_What needs to be done_
Leave out every picture, and output exactly the lines from the line containing "car hood, each" through the last line of the data.

------------------------------------

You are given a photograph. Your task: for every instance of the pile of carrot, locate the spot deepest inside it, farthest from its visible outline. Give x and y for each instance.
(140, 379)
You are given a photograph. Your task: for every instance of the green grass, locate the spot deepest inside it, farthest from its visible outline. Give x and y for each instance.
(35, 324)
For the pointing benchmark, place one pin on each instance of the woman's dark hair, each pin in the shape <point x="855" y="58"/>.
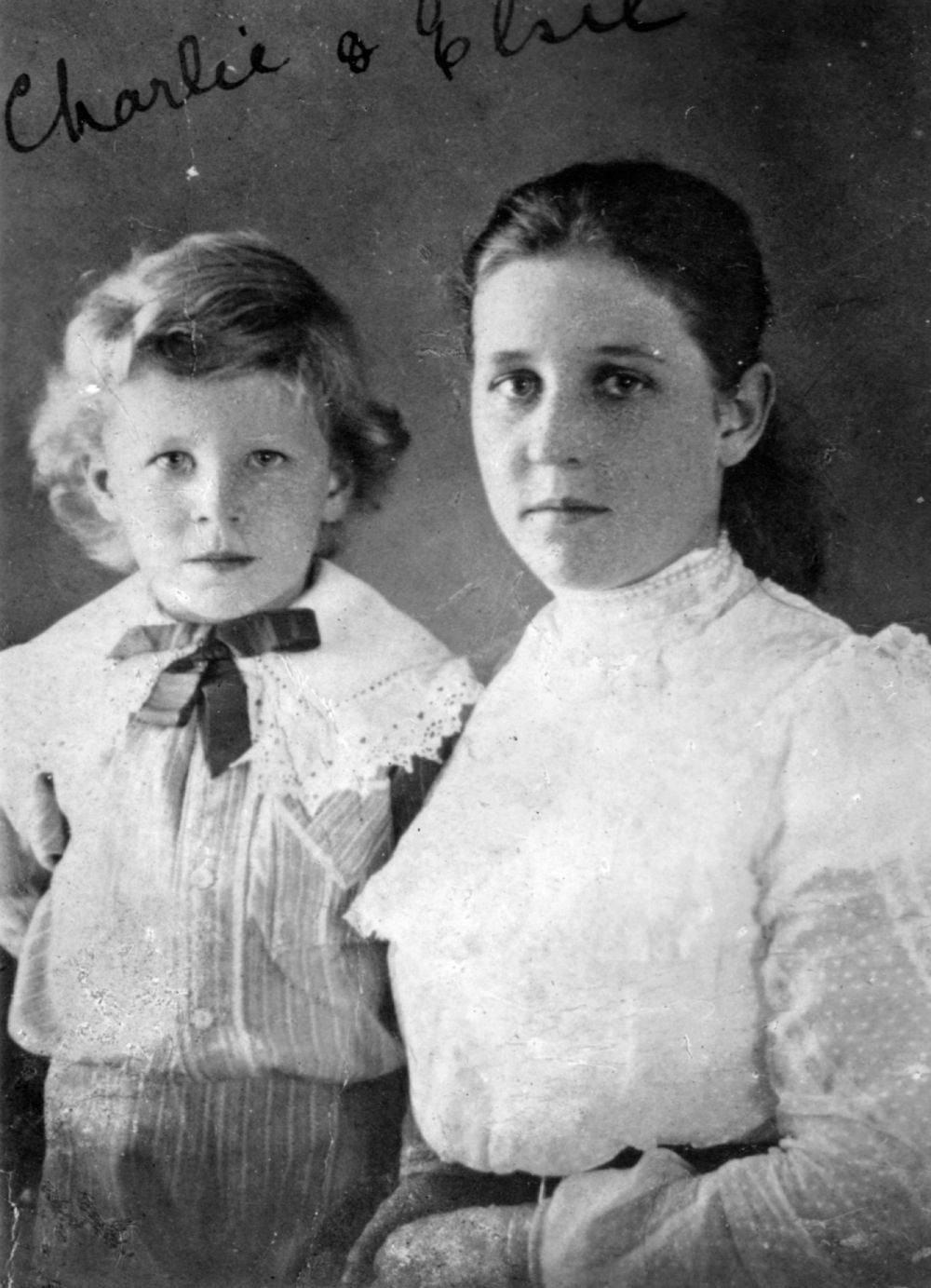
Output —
<point x="696" y="248"/>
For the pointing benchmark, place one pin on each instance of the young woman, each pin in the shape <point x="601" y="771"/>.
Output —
<point x="662" y="938"/>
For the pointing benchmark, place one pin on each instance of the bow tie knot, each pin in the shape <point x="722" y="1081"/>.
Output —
<point x="208" y="679"/>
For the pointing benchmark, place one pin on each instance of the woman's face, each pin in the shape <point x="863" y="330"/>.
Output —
<point x="599" y="431"/>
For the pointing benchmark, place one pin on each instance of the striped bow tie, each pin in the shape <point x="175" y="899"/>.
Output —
<point x="208" y="679"/>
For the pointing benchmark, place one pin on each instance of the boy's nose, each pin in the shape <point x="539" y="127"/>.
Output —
<point x="555" y="434"/>
<point x="218" y="500"/>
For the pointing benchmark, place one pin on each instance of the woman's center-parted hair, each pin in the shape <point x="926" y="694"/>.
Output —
<point x="212" y="305"/>
<point x="695" y="246"/>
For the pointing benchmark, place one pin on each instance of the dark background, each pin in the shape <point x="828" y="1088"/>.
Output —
<point x="810" y="111"/>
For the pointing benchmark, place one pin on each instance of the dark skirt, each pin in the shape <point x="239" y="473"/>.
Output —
<point x="155" y="1181"/>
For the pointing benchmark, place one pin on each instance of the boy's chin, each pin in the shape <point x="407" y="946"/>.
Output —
<point x="222" y="604"/>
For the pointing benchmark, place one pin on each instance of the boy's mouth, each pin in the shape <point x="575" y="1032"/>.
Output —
<point x="223" y="559"/>
<point x="565" y="507"/>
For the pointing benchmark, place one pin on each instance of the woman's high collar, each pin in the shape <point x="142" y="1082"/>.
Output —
<point x="674" y="603"/>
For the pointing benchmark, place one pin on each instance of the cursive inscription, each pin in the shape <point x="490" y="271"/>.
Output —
<point x="446" y="53"/>
<point x="355" y="52"/>
<point x="77" y="117"/>
<point x="507" y="46"/>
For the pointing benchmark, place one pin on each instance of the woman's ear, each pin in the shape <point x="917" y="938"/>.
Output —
<point x="98" y="487"/>
<point x="339" y="492"/>
<point x="743" y="414"/>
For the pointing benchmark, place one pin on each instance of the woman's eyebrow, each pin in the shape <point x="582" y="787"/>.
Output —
<point x="510" y="356"/>
<point x="630" y="350"/>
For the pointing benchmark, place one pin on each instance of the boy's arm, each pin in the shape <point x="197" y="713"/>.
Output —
<point x="26" y="863"/>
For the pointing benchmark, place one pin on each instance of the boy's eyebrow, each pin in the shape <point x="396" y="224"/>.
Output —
<point x="630" y="350"/>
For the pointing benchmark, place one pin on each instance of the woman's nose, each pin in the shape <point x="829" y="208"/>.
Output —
<point x="555" y="434"/>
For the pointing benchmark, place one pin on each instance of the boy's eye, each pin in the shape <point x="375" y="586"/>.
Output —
<point x="517" y="386"/>
<point x="619" y="384"/>
<point x="175" y="463"/>
<point x="266" y="456"/>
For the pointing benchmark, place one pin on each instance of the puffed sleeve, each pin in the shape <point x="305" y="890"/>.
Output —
<point x="845" y="1200"/>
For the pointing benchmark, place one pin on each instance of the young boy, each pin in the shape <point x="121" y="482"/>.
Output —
<point x="202" y="767"/>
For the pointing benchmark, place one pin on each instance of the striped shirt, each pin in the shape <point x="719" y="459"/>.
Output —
<point x="177" y="922"/>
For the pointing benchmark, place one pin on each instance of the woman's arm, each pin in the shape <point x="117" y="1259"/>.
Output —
<point x="846" y="1198"/>
<point x="846" y="988"/>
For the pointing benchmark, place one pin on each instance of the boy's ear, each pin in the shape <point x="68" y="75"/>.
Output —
<point x="743" y="414"/>
<point x="339" y="492"/>
<point x="98" y="487"/>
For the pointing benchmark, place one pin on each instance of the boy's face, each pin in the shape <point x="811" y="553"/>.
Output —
<point x="221" y="487"/>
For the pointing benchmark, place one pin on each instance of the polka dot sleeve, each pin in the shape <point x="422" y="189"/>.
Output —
<point x="845" y="1200"/>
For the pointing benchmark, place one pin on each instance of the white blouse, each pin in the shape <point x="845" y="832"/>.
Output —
<point x="170" y="920"/>
<point x="675" y="884"/>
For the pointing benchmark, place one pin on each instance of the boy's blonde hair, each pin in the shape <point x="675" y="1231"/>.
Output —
<point x="211" y="305"/>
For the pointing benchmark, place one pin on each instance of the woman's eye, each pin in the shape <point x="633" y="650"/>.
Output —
<point x="517" y="386"/>
<point x="264" y="457"/>
<point x="175" y="463"/>
<point x="621" y="384"/>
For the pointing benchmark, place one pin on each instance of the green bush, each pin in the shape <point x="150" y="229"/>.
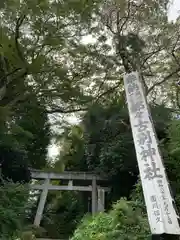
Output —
<point x="13" y="199"/>
<point x="126" y="221"/>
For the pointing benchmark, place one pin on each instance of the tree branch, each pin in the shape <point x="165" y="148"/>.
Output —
<point x="65" y="111"/>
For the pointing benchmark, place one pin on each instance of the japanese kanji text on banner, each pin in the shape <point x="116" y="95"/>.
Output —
<point x="161" y="213"/>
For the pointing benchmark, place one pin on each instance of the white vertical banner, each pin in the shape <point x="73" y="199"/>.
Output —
<point x="161" y="212"/>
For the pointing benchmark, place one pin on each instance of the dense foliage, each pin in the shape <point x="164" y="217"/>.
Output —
<point x="13" y="204"/>
<point x="63" y="57"/>
<point x="124" y="221"/>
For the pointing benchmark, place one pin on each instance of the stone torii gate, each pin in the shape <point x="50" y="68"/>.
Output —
<point x="97" y="192"/>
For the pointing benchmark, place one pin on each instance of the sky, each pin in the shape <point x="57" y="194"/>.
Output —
<point x="174" y="12"/>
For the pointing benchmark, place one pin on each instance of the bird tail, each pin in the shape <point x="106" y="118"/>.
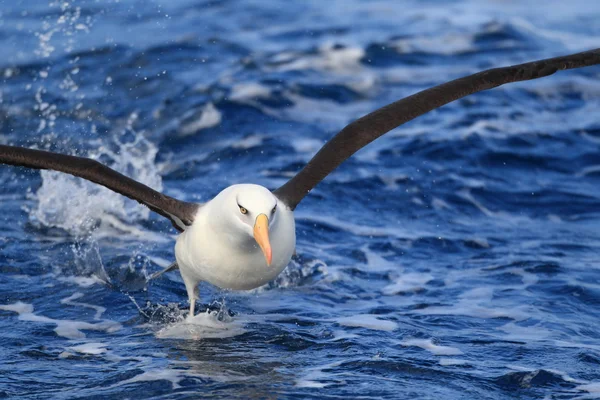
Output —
<point x="171" y="267"/>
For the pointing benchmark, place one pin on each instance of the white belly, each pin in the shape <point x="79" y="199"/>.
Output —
<point x="205" y="255"/>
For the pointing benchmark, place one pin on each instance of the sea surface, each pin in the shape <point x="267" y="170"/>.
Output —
<point x="456" y="257"/>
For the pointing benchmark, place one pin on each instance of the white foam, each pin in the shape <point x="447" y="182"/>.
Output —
<point x="65" y="328"/>
<point x="427" y="344"/>
<point x="315" y="375"/>
<point x="76" y="205"/>
<point x="452" y="361"/>
<point x="593" y="388"/>
<point x="368" y="321"/>
<point x="93" y="348"/>
<point x="343" y="60"/>
<point x="473" y="303"/>
<point x="249" y="91"/>
<point x="77" y="295"/>
<point x="247" y="142"/>
<point x="210" y="117"/>
<point x="203" y="326"/>
<point x="81" y="281"/>
<point x="168" y="374"/>
<point x="408" y="282"/>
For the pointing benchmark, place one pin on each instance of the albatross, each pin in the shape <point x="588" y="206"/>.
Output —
<point x="245" y="236"/>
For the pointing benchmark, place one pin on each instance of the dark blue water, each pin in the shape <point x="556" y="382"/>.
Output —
<point x="456" y="257"/>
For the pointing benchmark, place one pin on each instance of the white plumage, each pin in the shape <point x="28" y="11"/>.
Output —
<point x="220" y="246"/>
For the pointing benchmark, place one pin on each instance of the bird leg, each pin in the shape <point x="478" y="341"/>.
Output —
<point x="193" y="295"/>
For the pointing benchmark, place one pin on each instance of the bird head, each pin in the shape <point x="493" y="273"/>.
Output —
<point x="250" y="212"/>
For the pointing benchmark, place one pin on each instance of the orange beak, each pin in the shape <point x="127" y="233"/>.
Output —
<point x="261" y="235"/>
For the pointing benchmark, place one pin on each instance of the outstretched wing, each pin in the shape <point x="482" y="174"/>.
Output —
<point x="180" y="213"/>
<point x="368" y="128"/>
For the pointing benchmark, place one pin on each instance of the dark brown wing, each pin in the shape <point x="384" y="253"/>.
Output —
<point x="180" y="213"/>
<point x="368" y="128"/>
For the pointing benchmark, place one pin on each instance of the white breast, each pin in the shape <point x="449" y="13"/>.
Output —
<point x="207" y="254"/>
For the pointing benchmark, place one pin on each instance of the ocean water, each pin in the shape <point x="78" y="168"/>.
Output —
<point x="457" y="256"/>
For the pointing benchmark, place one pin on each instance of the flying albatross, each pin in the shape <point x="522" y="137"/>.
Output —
<point x="245" y="236"/>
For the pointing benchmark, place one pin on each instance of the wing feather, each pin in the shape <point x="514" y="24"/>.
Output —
<point x="368" y="128"/>
<point x="180" y="213"/>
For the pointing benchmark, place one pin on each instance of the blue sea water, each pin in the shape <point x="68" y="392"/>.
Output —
<point x="457" y="256"/>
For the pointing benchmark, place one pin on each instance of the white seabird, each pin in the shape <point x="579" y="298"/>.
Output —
<point x="245" y="236"/>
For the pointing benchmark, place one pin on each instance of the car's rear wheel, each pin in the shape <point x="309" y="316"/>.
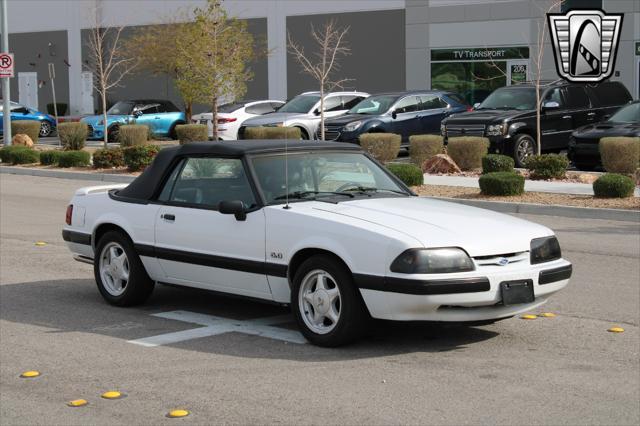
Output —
<point x="120" y="275"/>
<point x="45" y="129"/>
<point x="524" y="146"/>
<point x="326" y="304"/>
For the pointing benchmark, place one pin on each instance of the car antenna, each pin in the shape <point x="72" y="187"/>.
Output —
<point x="286" y="170"/>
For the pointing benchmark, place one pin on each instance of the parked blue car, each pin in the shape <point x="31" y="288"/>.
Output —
<point x="21" y="112"/>
<point x="161" y="116"/>
<point x="403" y="113"/>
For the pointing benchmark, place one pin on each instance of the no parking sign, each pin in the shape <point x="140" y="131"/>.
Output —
<point x="6" y="65"/>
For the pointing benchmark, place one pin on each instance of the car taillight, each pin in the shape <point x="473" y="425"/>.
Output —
<point x="69" y="214"/>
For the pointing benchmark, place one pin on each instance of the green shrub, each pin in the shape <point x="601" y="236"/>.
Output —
<point x="467" y="151"/>
<point x="501" y="183"/>
<point x="613" y="185"/>
<point x="30" y="128"/>
<point x="423" y="147"/>
<point x="50" y="158"/>
<point x="188" y="133"/>
<point x="62" y="108"/>
<point x="273" y="133"/>
<point x="74" y="159"/>
<point x="6" y="153"/>
<point x="73" y="135"/>
<point x="25" y="156"/>
<point x="133" y="134"/>
<point x="547" y="166"/>
<point x="497" y="163"/>
<point x="383" y="147"/>
<point x="410" y="174"/>
<point x="138" y="157"/>
<point x="108" y="158"/>
<point x="620" y="154"/>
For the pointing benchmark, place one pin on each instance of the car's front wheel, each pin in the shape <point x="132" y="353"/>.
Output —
<point x="120" y="275"/>
<point x="326" y="304"/>
<point x="523" y="147"/>
<point x="45" y="129"/>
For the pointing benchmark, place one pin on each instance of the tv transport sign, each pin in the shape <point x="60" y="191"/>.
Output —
<point x="6" y="65"/>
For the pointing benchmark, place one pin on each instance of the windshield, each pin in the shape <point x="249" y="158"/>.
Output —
<point x="121" y="108"/>
<point x="374" y="105"/>
<point x="511" y="98"/>
<point x="300" y="104"/>
<point x="321" y="174"/>
<point x="628" y="114"/>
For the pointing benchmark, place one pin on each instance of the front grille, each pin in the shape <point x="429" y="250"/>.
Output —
<point x="497" y="259"/>
<point x="331" y="132"/>
<point x="465" y="130"/>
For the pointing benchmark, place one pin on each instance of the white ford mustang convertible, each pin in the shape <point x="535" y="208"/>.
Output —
<point x="317" y="225"/>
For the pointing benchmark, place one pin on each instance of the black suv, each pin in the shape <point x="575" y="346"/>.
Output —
<point x="507" y="117"/>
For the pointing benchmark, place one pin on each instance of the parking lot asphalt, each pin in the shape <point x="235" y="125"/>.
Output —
<point x="562" y="370"/>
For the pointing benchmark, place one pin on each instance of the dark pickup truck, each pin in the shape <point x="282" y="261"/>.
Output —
<point x="507" y="117"/>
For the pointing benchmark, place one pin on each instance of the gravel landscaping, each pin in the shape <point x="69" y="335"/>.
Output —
<point x="632" y="203"/>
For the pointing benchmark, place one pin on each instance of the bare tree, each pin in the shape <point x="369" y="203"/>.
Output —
<point x="107" y="59"/>
<point x="325" y="61"/>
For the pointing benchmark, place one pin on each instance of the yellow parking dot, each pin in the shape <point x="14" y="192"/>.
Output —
<point x="111" y="395"/>
<point x="77" y="403"/>
<point x="177" y="413"/>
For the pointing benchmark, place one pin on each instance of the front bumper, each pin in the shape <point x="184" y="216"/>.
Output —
<point x="460" y="298"/>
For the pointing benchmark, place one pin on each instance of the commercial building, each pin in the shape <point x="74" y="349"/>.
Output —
<point x="470" y="46"/>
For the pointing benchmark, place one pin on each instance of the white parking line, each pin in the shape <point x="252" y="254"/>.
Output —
<point x="213" y="326"/>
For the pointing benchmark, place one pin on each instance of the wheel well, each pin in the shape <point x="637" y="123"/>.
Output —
<point x="305" y="254"/>
<point x="103" y="229"/>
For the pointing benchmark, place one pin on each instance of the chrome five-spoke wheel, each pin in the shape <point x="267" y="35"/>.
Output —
<point x="114" y="268"/>
<point x="320" y="302"/>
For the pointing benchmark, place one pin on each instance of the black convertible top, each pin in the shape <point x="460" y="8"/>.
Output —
<point x="144" y="186"/>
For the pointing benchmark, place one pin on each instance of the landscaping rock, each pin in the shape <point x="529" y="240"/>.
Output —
<point x="441" y="163"/>
<point x="22" y="139"/>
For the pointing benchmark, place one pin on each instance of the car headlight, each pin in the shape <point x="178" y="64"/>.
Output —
<point x="545" y="249"/>
<point x="432" y="261"/>
<point x="354" y="125"/>
<point x="496" y="130"/>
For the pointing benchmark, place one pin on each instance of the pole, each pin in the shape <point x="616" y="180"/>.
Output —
<point x="6" y="90"/>
<point x="52" y="76"/>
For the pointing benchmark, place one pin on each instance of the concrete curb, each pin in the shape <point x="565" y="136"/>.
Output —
<point x="503" y="207"/>
<point x="101" y="177"/>
<point x="550" y="210"/>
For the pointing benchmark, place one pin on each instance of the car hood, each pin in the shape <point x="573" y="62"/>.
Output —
<point x="95" y="119"/>
<point x="485" y="116"/>
<point x="605" y="129"/>
<point x="274" y="117"/>
<point x="438" y="223"/>
<point x="345" y="119"/>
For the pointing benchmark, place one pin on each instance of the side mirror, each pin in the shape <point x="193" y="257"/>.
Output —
<point x="235" y="208"/>
<point x="550" y="105"/>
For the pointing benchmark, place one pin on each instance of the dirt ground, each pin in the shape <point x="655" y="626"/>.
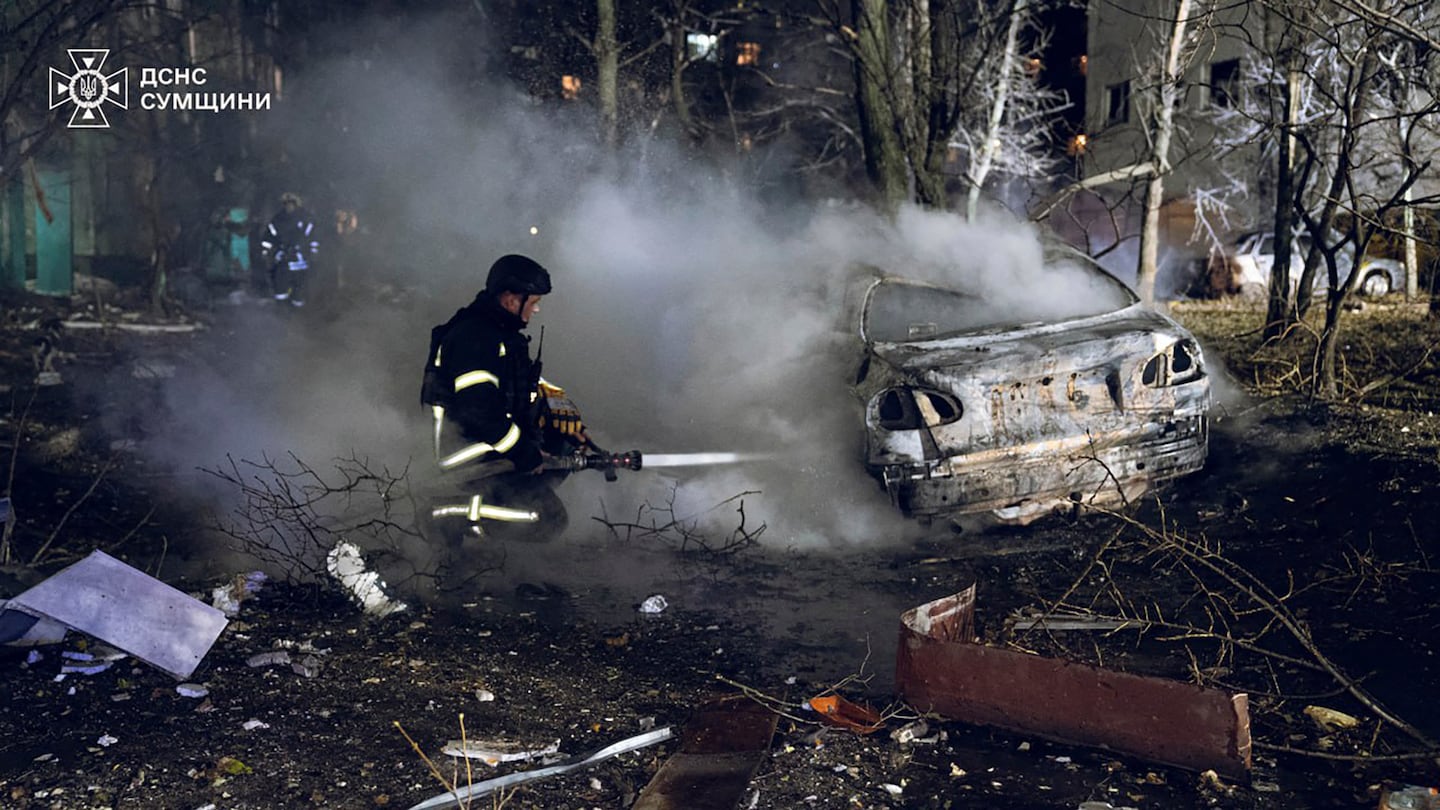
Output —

------------------------------------

_Answer to this problem_
For the pointing benchmark, place one pin on each instance of the car hood, each pin in the shape <point x="573" y="62"/>.
Output —
<point x="95" y="119"/>
<point x="485" y="116"/>
<point x="605" y="129"/>
<point x="274" y="117"/>
<point x="438" y="223"/>
<point x="345" y="119"/>
For the pointing benchmark, place one pin on each instance of the side mirror, each pin in the shape <point x="193" y="257"/>.
Output —
<point x="235" y="208"/>
<point x="550" y="105"/>
For the pointing benchmark, place one pin on each instance of the dirt ground, each pin in the shape <point x="655" y="626"/>.
Output —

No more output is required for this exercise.